I do not know if this forgiveness stems from Buddhist compassion or from something else. The Cultural Revolution was blamed on a handful of conspirators–the so-called Gang of Four–then the country set about forgetting. Secretly the terrible
fault-line of the past ran through all society–through every work unit, every village, sometimes every family–but silence closed over it.

As I talk with the Living Buddha, his forgiveness touches me with paradoxical misgiving. I realise I want anger, I want recrimination and failure to understand. In Western dogma psychic health depends on acknowledgement of the past, on coming to terms. Remembrance is catharsis. But to the Cultural Revolution, in the end, almost everybody fell victim, everybody suffered. Perhaps to recall what you did, or what was done, is to remember another person, in another existence. And to choose forgetfulness is to choose life.

 

My bus winds up into the land of carved dust. The hills circle and uncoil around us, then level out into a high valley where a tributary of the Yellow River has smoothed its bed to a broken pavement. Out of the scattered villages the bus fills up with Muslim Hui, their women wimpled in black or dark green lace; and soon the towns are thronged with their high white caps, as if thousands of chefs were inexplicably wheeling bicycles and handcarts through the streets. As we go west, the mosque minarets, where no muezzin is allowed to call, taper above the roofs in fantastical belvederes and colonettes, or stand like filigreed toys along the heights which shadow us to Labrang.

Records from a data source
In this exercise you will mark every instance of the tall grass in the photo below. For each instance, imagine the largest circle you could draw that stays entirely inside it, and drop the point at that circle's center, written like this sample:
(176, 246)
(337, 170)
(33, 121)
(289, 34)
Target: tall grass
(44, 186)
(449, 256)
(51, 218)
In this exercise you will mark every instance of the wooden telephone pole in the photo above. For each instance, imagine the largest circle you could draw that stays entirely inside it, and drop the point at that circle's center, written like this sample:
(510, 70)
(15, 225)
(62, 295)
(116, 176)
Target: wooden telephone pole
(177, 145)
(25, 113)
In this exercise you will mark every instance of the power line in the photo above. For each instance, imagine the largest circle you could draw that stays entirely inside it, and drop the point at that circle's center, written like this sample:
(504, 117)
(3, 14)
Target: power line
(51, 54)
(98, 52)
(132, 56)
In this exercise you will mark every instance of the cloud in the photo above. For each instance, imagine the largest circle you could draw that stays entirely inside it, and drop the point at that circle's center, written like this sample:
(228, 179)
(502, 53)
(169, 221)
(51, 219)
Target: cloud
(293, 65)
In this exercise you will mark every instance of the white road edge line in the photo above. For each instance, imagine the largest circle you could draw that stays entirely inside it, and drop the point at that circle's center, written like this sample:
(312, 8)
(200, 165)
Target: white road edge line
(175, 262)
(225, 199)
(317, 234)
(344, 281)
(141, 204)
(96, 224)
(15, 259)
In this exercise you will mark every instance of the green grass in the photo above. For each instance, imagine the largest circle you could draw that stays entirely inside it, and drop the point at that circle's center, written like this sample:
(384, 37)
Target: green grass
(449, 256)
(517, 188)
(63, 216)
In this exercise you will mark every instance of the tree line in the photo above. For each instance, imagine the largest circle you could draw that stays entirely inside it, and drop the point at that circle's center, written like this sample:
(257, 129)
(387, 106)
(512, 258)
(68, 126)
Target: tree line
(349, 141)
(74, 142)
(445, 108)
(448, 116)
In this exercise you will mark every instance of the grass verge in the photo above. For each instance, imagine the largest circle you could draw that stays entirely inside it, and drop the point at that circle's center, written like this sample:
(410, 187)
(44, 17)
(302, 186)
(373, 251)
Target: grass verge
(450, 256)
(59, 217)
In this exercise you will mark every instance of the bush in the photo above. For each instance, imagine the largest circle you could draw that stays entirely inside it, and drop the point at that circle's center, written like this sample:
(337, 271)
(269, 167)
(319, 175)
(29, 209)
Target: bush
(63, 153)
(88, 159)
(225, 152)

§ **Try it**
Carry the travel passage about the bus journey toward Labrang further, beginning right after its last sentence. These records come from a different source than the text.

§ **Output of the task**
Then suddenly, beyond Linxia, the loess hills have gone, and our valley steepens into stone. A young monk climbs on board, and smiling Tibetan herdsmen in dented felt hats. The shoulders of unseen mountains drop towards us out of the clouds. Once some police stop the bus and we are all emptied on to the verge while a man sprays disinfectant over the floor. The SARS virus has erupted in Xian to our east. The leftover Chinese hook on white masks. The Tibetans go on smiling.

Soon we are travelling up a steep, misty corridor. The river flows faster, purer, the colour of pale jade. The mountains close in. We have crossed a border unmarked by any map, already infringing on
the plateaux of Tibet. The Buddhist stupas sit like nipples on the hills, while prayer-flags fly from the house courtyards and rustle over cairns in the pastures. Here and there, set far up a hillside, the tiered roofs of a monastery cascade to white walls. Then the road disintegrates to a gravel track. In the dusk the slopes are stamped with the shapes of sleeping yaks, and snow is falling in a soft, thin silence.

I disembark into the night and cold of Labrang. I am still more than three hundred miles from the Tibetan frontier. Lights fade down the street where Hui and Chinese shops have settled beside the monastery town beyond. My feet crunch over the snow, seeming light and lonely, and from somewhere in the darkness ahead–like an old god clearing his throat–sounds the braying of a horn. Then a familiar elation wells up: the childlike anticipation of entering the unknown, some perfect otherness. Your body lightens and tingles. The night fills up with half-imagined buildings, voices you do not understand. The experience is inseparable from solitude and a vestigial fear, because you don’t know where the road will end, who will be there.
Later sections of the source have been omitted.